GOAL » Collect every line of the data below that contains the word "right", and copy each such line in full.

EXERCISE MATERIALS »
<<<<
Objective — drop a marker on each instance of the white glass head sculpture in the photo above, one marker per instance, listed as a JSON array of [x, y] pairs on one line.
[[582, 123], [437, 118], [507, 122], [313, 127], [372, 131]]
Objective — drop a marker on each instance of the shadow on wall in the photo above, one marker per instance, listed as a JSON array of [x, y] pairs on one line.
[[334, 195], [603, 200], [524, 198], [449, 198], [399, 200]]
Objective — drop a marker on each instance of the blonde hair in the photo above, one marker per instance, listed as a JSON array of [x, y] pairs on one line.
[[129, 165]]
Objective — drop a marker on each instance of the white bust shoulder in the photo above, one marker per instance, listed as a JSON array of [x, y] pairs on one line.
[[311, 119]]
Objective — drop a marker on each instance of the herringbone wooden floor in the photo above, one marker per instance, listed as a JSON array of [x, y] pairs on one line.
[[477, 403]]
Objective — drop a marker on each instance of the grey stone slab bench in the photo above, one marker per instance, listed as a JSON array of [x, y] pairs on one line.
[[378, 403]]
>>>>
<<<<
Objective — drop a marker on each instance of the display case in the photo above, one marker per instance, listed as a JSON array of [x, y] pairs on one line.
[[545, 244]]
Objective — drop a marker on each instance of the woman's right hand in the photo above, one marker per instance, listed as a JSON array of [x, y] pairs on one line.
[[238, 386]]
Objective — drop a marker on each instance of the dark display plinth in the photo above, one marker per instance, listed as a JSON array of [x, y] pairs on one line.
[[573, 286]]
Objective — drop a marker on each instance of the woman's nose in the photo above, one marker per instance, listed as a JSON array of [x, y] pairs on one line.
>>>>
<<<<
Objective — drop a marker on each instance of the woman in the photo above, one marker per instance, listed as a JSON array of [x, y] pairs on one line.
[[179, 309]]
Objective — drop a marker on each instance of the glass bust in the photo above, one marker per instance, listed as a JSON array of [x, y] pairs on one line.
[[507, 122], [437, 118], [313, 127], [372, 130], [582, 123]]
>>>>
RESULT FOR THIS EXERCISE »
Objective — drop a marker on each instance of the woman's right hand in the photo above, one marker per instance, listed as a JSON array of [x, y] pairs on one line.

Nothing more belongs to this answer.